▶ Exercise description
Convert the lines below, from the line containing "Annotate the distant hill in" through the final line, into a Markdown table with the columns Row and Line. Number each row and omit blank lines.

▶ Material to process
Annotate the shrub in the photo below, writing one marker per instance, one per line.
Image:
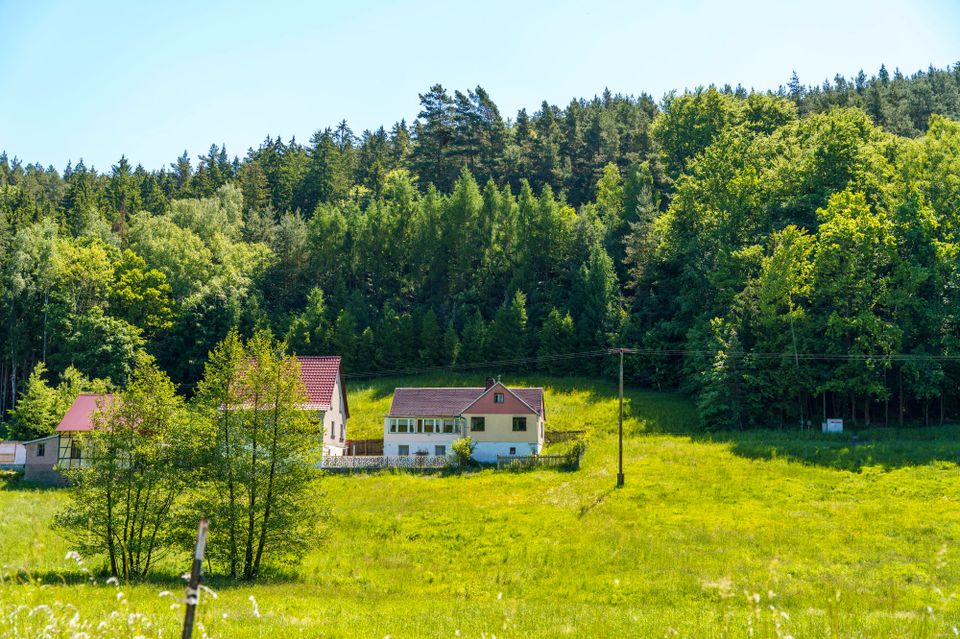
(463, 448)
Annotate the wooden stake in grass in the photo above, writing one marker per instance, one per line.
(193, 586)
(620, 430)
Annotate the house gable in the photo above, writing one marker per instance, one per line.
(486, 404)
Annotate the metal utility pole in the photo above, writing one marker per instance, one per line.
(193, 586)
(620, 431)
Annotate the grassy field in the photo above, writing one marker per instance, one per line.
(759, 534)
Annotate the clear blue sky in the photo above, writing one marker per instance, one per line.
(100, 79)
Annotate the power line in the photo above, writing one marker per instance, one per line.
(654, 352)
(476, 365)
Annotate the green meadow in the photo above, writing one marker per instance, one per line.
(763, 534)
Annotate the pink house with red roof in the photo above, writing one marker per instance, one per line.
(327, 396)
(500, 421)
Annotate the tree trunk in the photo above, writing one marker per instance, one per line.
(900, 411)
(252, 500)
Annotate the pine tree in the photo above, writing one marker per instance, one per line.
(508, 331)
(343, 340)
(431, 347)
(473, 346)
(451, 345)
(556, 338)
(309, 330)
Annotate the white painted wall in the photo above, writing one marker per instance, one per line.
(13, 453)
(336, 416)
(486, 452)
(417, 442)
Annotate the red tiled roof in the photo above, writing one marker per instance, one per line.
(450, 402)
(319, 375)
(80, 415)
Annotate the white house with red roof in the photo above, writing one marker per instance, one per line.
(78, 419)
(501, 421)
(327, 396)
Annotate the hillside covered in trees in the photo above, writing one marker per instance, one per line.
(777, 255)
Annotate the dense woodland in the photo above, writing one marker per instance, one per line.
(776, 255)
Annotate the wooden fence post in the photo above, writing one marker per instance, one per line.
(193, 586)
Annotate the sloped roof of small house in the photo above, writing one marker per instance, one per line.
(80, 415)
(319, 375)
(450, 402)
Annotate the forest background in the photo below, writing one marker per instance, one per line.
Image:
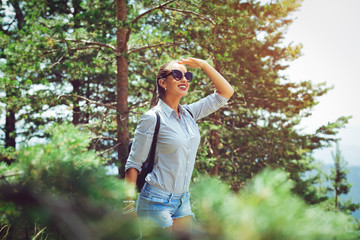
(93, 64)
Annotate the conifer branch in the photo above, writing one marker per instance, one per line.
(191, 13)
(153, 46)
(111, 106)
(151, 10)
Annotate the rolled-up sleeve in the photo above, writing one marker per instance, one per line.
(207, 105)
(142, 141)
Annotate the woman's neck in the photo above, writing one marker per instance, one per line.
(172, 103)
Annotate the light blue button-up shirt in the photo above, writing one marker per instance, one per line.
(177, 143)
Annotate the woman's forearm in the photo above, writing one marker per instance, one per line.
(222, 86)
(131, 175)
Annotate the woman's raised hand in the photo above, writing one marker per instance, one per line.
(193, 62)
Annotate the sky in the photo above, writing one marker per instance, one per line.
(330, 33)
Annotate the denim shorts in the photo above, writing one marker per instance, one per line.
(162, 207)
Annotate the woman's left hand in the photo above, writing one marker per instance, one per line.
(193, 62)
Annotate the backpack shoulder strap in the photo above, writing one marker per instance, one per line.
(190, 112)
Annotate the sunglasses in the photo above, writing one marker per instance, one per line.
(177, 75)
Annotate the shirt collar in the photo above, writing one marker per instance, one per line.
(168, 110)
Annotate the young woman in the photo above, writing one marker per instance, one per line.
(164, 198)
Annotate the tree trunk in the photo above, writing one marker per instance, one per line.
(122, 86)
(10, 130)
(76, 110)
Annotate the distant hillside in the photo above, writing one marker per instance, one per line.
(354, 178)
(354, 194)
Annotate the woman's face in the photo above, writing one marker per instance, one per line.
(174, 87)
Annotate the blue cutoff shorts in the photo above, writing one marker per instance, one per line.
(162, 207)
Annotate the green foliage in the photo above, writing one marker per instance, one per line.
(61, 186)
(265, 209)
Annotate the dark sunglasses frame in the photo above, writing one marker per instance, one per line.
(177, 75)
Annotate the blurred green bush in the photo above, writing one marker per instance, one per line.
(60, 190)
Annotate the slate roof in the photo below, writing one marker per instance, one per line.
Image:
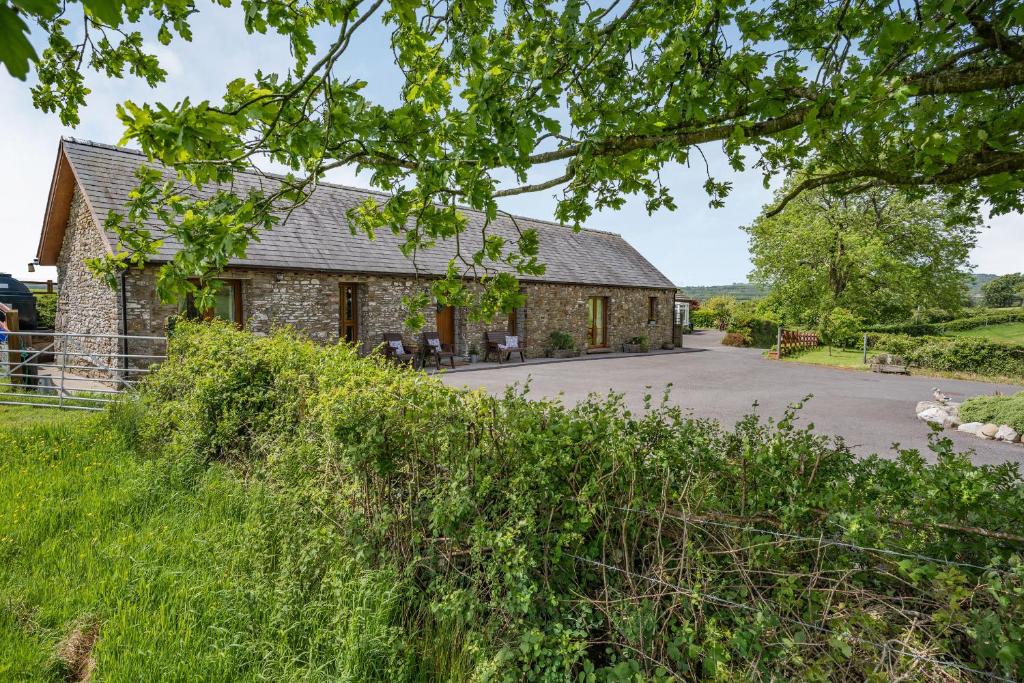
(316, 236)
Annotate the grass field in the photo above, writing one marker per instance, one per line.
(840, 357)
(146, 570)
(1009, 333)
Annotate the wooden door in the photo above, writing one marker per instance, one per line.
(349, 312)
(445, 326)
(597, 322)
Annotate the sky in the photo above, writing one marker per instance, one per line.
(694, 245)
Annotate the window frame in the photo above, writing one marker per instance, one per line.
(208, 314)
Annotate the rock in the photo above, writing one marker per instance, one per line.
(1007, 433)
(988, 430)
(936, 415)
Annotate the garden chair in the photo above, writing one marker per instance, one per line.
(433, 348)
(501, 344)
(395, 349)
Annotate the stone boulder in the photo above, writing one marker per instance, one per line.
(1007, 433)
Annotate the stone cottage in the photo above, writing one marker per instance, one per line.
(312, 273)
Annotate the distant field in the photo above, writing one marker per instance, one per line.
(1009, 333)
(840, 357)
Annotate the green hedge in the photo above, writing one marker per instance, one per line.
(590, 542)
(999, 410)
(920, 329)
(964, 354)
(702, 318)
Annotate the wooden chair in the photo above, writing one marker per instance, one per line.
(432, 347)
(408, 353)
(496, 344)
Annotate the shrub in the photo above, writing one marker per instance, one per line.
(561, 341)
(702, 318)
(839, 328)
(738, 338)
(1000, 410)
(46, 309)
(964, 354)
(541, 529)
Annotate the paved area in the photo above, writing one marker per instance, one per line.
(869, 411)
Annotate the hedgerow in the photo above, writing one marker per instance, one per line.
(964, 354)
(593, 543)
(922, 328)
(997, 410)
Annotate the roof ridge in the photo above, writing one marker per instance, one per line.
(339, 185)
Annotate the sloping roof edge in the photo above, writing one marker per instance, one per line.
(58, 210)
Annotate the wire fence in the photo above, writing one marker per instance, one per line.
(74, 371)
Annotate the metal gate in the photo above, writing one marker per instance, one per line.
(81, 372)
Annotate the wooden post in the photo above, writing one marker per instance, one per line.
(13, 345)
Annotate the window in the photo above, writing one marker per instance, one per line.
(597, 322)
(226, 304)
(349, 313)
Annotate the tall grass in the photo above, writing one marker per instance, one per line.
(180, 569)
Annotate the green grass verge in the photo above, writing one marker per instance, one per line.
(1008, 333)
(169, 563)
(840, 357)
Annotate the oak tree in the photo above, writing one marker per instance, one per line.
(590, 100)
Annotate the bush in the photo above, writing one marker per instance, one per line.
(570, 543)
(46, 309)
(999, 410)
(963, 354)
(736, 339)
(920, 329)
(702, 318)
(561, 341)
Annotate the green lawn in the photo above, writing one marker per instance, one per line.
(838, 358)
(165, 566)
(1010, 333)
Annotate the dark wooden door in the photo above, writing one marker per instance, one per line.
(349, 313)
(597, 322)
(445, 326)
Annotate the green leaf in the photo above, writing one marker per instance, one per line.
(15, 50)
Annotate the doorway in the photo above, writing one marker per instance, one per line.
(349, 313)
(445, 326)
(597, 322)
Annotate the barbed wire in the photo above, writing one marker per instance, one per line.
(724, 602)
(821, 541)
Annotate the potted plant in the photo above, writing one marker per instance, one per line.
(636, 345)
(561, 345)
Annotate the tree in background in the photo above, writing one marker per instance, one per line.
(880, 254)
(722, 308)
(839, 327)
(589, 99)
(1005, 291)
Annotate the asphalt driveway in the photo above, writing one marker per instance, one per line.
(871, 412)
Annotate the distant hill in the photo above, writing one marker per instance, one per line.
(739, 291)
(748, 292)
(974, 287)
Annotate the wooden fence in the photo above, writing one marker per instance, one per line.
(788, 341)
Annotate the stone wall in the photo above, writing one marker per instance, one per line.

▶ Result below
| Row | Line |
|---|---|
| 1 | Annotate the distant hill in the photo above, writing one marker per instance, one per line. |
| 2 | (739, 291) |
| 3 | (748, 292) |
| 4 | (974, 287) |
| 5 | Annotate the wooden fence in the photo above, writing one marker per instance, one per line. |
| 6 | (788, 341) |
| 7 | Annotate the stone wall in the photo above, writing one marker per instance, one per line. |